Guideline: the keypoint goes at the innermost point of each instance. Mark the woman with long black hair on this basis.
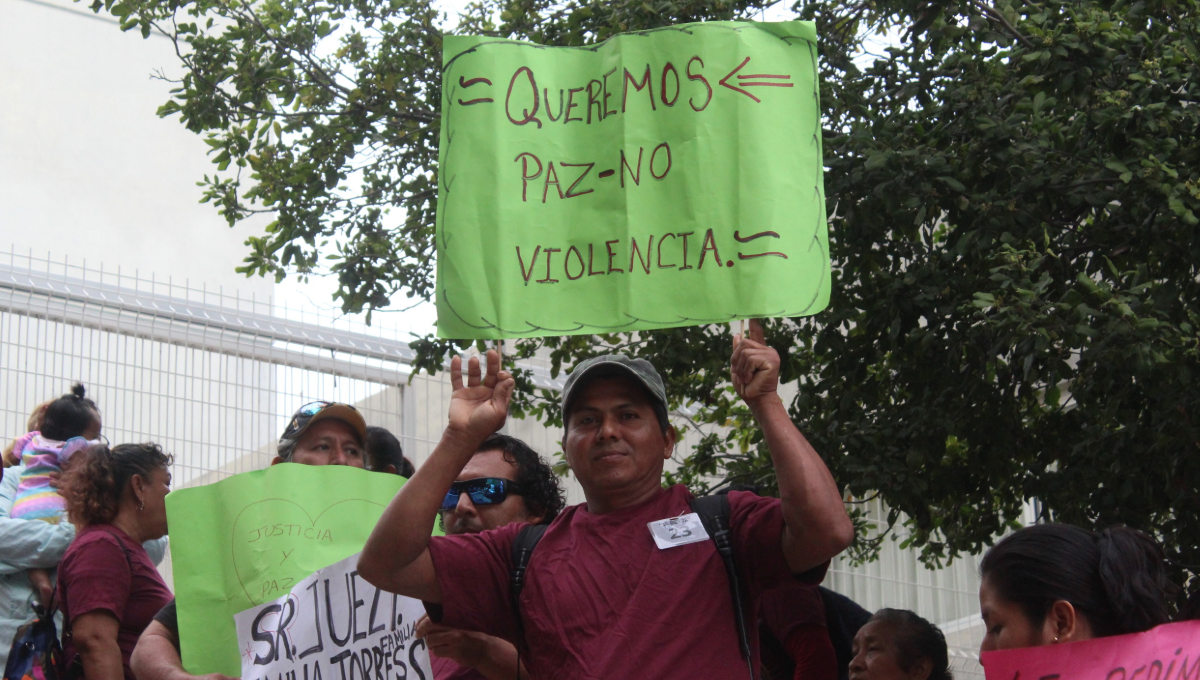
(1056, 583)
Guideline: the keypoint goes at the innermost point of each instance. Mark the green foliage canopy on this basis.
(1014, 192)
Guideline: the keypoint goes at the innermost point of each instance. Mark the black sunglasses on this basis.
(483, 491)
(305, 414)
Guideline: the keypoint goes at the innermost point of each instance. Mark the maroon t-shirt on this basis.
(447, 669)
(603, 601)
(97, 575)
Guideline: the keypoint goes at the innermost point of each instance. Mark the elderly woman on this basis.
(111, 588)
(897, 644)
(1056, 583)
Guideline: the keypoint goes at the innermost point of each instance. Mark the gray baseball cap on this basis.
(615, 365)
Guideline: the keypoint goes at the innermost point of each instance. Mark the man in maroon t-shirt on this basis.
(627, 584)
(504, 482)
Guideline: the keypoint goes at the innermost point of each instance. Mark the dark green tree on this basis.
(1013, 188)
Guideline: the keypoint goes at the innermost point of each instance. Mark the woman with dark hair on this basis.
(109, 588)
(897, 644)
(1056, 583)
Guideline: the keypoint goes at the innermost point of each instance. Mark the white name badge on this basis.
(678, 530)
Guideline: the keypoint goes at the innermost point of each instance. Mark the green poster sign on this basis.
(664, 178)
(249, 539)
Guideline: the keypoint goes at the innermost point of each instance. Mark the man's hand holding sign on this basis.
(810, 495)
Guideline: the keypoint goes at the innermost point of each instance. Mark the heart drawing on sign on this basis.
(276, 542)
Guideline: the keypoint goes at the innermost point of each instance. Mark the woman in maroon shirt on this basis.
(111, 589)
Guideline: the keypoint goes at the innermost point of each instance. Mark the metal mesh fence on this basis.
(213, 377)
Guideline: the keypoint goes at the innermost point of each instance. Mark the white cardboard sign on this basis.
(334, 626)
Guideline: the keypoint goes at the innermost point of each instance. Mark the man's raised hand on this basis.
(479, 407)
(755, 366)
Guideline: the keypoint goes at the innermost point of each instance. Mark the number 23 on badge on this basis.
(678, 530)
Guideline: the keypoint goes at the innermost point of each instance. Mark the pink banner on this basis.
(1167, 653)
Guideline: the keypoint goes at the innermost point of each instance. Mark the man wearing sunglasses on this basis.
(627, 584)
(324, 433)
(504, 482)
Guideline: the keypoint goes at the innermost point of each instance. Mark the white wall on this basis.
(87, 168)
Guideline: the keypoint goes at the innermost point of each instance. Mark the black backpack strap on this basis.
(714, 515)
(522, 549)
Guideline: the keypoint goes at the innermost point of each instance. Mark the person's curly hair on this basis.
(96, 477)
(539, 485)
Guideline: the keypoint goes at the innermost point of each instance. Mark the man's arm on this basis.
(491, 657)
(155, 657)
(28, 545)
(816, 523)
(396, 557)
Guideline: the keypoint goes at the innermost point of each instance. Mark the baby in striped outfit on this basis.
(71, 423)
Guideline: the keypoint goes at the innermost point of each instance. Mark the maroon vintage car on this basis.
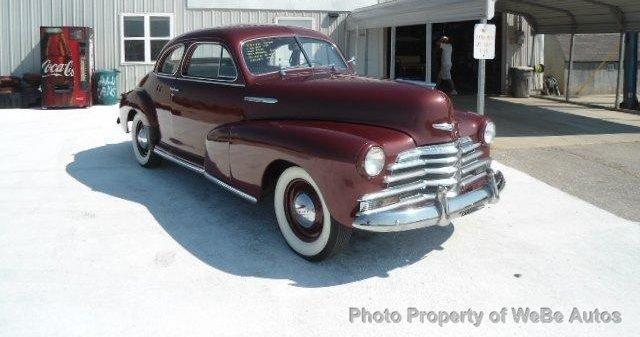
(263, 110)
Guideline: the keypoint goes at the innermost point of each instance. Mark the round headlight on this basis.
(489, 133)
(373, 161)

#### [What you have to do]
Rewrite all the records above as a numbered list with no blank lines between items, and leave the pictures out.

#### [Response]
1. Guideline: the keypoint goes at the innermost point of each instance. Mark the woman with long black hair on this basis.
2. (1056, 583)
3. Guideline: the keypoint goes at the innermost point of each instance. Mark the green foliage canopy on this basis.
4. (1014, 192)
5. Guideline: the keypoint goes at the innermost point of each instance. Mark the black sunglasses on this basis.
6. (483, 491)
7. (305, 414)
8. Guideline: the keypoint goes at the innermost point of each instance. Mark the maroon t-shirt on this basis.
9. (447, 669)
10. (603, 601)
11. (97, 575)
12. Guideline: the keypoint goes at the innermost point of each instance. Mark the elderly woman on this basis.
13. (111, 588)
14. (897, 644)
15. (1056, 583)
16. Guideline: the keypoint goes at the innermost point of each instance. Mark the gray baseball cap on this basis.
17. (615, 365)
18. Guideline: the keypoint goes at the innermost point of each instance. Mark the man in maroon t-shirt on this basis.
19. (627, 584)
20. (504, 482)
21. Guideline: the keypoint goes at the innermost point of each instance. Mark the dark green tree on this basis.
22. (1013, 188)
23. Guideline: the keypoint goes at the innermost point of each instance. Mark the woman with dark hair on this basis.
24. (109, 588)
25. (897, 644)
26. (1056, 583)
27. Guideline: the keypoint goes at the innermost point of each instance. Mark the white name badge on this basis.
28. (678, 530)
29. Guideline: the keypoint goes at the innermost point of each instance. Mark the green poster sign on this basis.
30. (664, 178)
31. (249, 539)
32. Guideline: the keypoint goes at the innermost point of each instance. Mark the man's hand holding sign on this basis.
33. (810, 495)
34. Guideline: the keypoint goes at the innermost point of each instance. Mark the heart drawing on sign on this basis.
35. (276, 542)
36. Guideline: the keypoint goes at the innermost point of each instance. Mark the woman in maroon shirt on this basis.
37. (111, 589)
38. Guideline: the keypoint goes at the innermost point of each instance. Mark the metal mesh fence on this basis.
39. (213, 377)
40. Guideline: the keypoint goes at the innermost point of each instance. Mark the white cardboard sign on this basis.
41. (334, 626)
42. Guideline: the keypoint goes at the innermost point of each instance. Mark the man's raised hand on this basis.
43. (479, 407)
44. (755, 366)
45. Guideline: the keypoint goes at the innermost point of each instance. Mark the number 23 on badge on this basis.
46. (678, 530)
47. Guideline: the keypoint goes at the innermost point of each instance. Mark the pink banner on this basis.
48. (1167, 653)
49. Guideline: the keypoint goes at the innermost point of each instance. Mark the man wearing sunglasses on this basis.
50. (627, 584)
51. (324, 433)
52. (504, 482)
53. Guideline: the keypoint goes at the innermost point of each instance. Mark the white wall on this basis.
54. (87, 168)
55. Guideline: the keypoint goes at the innermost point of each instance. Mark the black backpack strap on this basis.
56. (714, 515)
57. (522, 549)
58. Guideline: the keypoint goes at the innermost point of each instance. Mark the person's curly hair on this basis.
59. (96, 477)
60. (539, 485)
61. Guideline: the keypoint goes at the innermost point of each instance. Mark the man's arm on this basis.
62. (491, 657)
63. (155, 657)
64. (28, 545)
65. (816, 523)
66. (396, 557)
67. Guideline: the keypoint goes at the innermost point of each instance. Mark the baby in striped outfit on this basis.
68. (71, 423)
69. Guideline: the keypoint goes at the innermost point of each instance. Mark the maroon vintage car on this basis.
70. (263, 110)
71. Guideline: the keypoint goes at the innermost point of each instance. Mark the round headlight on this basis.
72. (489, 133)
73. (373, 161)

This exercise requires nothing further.